(Coordinate annotation records)
>>>
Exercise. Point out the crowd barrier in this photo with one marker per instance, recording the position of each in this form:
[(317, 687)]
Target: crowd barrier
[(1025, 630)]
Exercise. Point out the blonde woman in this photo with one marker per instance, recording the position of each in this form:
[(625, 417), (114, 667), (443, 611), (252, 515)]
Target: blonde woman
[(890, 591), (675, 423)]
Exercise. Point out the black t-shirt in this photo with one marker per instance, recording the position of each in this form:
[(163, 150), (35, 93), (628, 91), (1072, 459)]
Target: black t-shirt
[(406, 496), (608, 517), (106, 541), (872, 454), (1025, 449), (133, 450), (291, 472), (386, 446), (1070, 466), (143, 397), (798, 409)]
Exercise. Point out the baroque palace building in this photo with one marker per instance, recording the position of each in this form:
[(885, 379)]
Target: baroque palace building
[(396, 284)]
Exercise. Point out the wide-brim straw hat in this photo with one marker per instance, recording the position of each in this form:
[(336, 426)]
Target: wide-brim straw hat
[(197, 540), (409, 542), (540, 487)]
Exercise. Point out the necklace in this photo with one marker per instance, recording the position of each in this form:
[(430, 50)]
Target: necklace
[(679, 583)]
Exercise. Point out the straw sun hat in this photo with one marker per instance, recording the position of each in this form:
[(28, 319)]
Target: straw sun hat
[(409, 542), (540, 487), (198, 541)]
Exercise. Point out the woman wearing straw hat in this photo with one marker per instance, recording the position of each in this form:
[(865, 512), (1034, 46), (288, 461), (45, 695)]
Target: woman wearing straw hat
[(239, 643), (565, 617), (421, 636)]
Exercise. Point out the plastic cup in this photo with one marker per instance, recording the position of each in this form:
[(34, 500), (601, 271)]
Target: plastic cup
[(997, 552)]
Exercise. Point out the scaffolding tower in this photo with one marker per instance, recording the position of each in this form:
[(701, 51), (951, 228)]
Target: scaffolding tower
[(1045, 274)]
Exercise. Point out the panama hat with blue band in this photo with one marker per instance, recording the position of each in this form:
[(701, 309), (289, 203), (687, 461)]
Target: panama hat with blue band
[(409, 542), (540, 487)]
<<<
Revise the material above so that every occurrence of "one marker per instance" reads "a single marker for each instance", and leave everything else unchanged.

→ **Problem solution**
Exercise. Point out the crowd barrier in this photo with a single marker for each instance, recording the position of each in this form:
[(317, 687)]
Target: crowd barrier
[(1025, 630)]
Exercise. Point out the blonde woman in this photo with a single marker for each instance, recording the position of each in this form:
[(625, 417), (114, 667), (443, 611), (252, 515)]
Target: blonde woman
[(890, 591), (675, 423)]
Exercise. Point out the black t-shirt in this photo with a single marker for each instance, recording the position of each in this form:
[(163, 150), (35, 93), (628, 91), (1072, 459)]
Target: black t-shirt
[(406, 496), (608, 517), (106, 541), (872, 454), (1025, 449), (133, 450), (291, 472), (386, 446), (1070, 466), (143, 397), (798, 409)]
Exercise. Point out the baroque palace building in this photo with a single marker for each instance, recording the position of each in this form:
[(885, 379)]
Target: baroque palace building
[(396, 284)]
Exercise. Point out the wide-brim straw hat in this photo with a single marker for each instance, recording the position of each in this form:
[(336, 426)]
Target: wide-brim straw hat
[(197, 540), (409, 542), (540, 487)]
Exercise. Point out the necklace in this photo with a single marker for each instance, recording the position of each in this form:
[(430, 50)]
Target: necklace
[(679, 583)]
Exercise. Point out the straw sun hat in this photo with a single marker for each instance, recording the position of each in this form:
[(28, 319)]
Target: straw sun hat
[(409, 542), (540, 487), (198, 541)]
Exercise. Point out the woman wearing straw hat in this photo with a single marker for each instance, recording the position of each in this form:
[(865, 512), (1034, 46), (288, 461), (45, 695)]
Target: woman wearing straw hat
[(239, 643), (565, 617), (421, 636)]
Exercise. Point out the plastic cup in this photo with a single marker for each instance, recording the position of each in this form:
[(34, 500), (601, 271)]
Target: plastic cup
[(997, 552)]
Exercise. Point out the scaffolding tower in this photo with a single marker for each instance, recording the position of each in this form:
[(701, 51), (951, 228)]
Target: scaffolding tower
[(1045, 274)]
Exercise. Point out the panama hat with blue band in this photo with a single marker for each instance, recording the position of each in this form:
[(701, 309), (289, 203), (687, 461)]
Target: panama hat with blue band
[(409, 542), (540, 487)]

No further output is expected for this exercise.